O professor Emérito da Faculdade de Economia, Administração e Contabilidade da Universidade de São Paulo – FEA-USP, Eliseu Martins, que também é consultor, palestrante, parecerista e autor de vários livros, best-sellers, voltados ao aperfeiçoamento da Contabilidade tanto no mercado de trabalho quanto no setor acadêmico, faz uma exclusiva análise da evolução da Contabilidade no Brasil nestes 70 anos de regulamentação da profissão.

Com uma visão pluralista das questões contábeis, tributárias e econômicas brasileiras, acumulada ao logo de quase cinco décadas de atuação no mercado e no setor acadêmico, inclusive como diretor da Comissão de Valores Mobiliários – CVM, Eliseu Martins diz, em entrevista à Revista Dedução que a Contabilidade é também a maior das fontes de informação para investidores e credores. Quanto ao Exame de Suficiência da classe, defende que ele é um círculo virtuoso: bom para professores, alunos, instituições de ensino e para o mercado. As International Financial Reporting Standards – IFRS, as International Public Sector Accounting Standards – Ipsas e a Lei de Responsabilidade Fiscal também merecem análise do professor que diz que “a LRF foi um dos maiores avanços, se não o maior que viu no campo da administração pública no Brasil”.

> [Objetivo do exercício]: Redija a continuação do texto sobre a entrevista de Eliseu Martins acerca da evolução da Contabilidade no Brasil, a partir da última frase apresentada. Os dados a seguir não guardam relação alguma com o texto.

Entradas para rotulagem de caixas delimitadoras:
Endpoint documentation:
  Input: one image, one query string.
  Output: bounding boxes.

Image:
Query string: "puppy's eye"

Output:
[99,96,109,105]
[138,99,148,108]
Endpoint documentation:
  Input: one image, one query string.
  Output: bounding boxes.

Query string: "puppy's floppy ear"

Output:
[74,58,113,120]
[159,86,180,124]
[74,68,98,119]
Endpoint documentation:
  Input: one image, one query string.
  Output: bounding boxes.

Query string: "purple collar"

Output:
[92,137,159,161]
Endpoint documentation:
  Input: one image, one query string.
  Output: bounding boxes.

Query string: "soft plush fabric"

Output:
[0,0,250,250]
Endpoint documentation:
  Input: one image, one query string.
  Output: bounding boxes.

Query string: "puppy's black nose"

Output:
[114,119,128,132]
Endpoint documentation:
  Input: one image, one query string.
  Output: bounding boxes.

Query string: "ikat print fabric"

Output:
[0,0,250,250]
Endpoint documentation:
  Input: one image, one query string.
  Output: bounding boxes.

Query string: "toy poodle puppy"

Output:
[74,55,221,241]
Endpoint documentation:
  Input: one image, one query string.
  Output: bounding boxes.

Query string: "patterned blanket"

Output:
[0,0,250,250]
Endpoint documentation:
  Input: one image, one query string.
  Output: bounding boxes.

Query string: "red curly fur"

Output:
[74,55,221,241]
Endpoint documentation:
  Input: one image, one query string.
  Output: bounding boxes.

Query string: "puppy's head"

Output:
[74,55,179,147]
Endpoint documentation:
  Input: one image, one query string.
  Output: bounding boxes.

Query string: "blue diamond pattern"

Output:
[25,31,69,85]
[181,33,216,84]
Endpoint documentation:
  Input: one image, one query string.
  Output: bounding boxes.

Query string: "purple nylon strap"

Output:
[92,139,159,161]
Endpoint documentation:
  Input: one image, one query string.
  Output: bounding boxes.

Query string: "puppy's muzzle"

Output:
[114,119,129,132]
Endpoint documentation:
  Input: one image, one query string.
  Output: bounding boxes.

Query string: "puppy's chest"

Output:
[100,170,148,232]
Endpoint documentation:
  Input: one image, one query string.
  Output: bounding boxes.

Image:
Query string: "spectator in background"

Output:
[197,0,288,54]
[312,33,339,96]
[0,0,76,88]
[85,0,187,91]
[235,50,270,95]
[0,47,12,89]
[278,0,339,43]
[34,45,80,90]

> [Resultado do exercício]:
Leia a entrevista na íntegra.

O que representa a Contabilidade para o desenvolvimento socioeconômico do País?

A Contabilidade é um dos melhores, se não o mais completo, dos instrumentos para controle de qualquer patrimônio que se queira ver crescer com segurança. Ela em si não contém todos os controles necessários, mas é a mais importante das fontes. E é também a mais importante das fontes de informações de qualquer empreendimento comercial para o processo decisório. E isso quando olhamos o que ela produz de informação para os usuários internos à empresa, os gestores. Sem falar que ela é também a maior das fontes de informação também para investidores e para credores. Quanto maior a entidade, mais dependência da Contabilidade para todos os stakeholders. E isso inclui, ainda, os sindicatos dos empregados, o governo e outros usuários.

Nestas sete décadas, quais foram os mais relevantes marcos da Contabilidade no Brasil?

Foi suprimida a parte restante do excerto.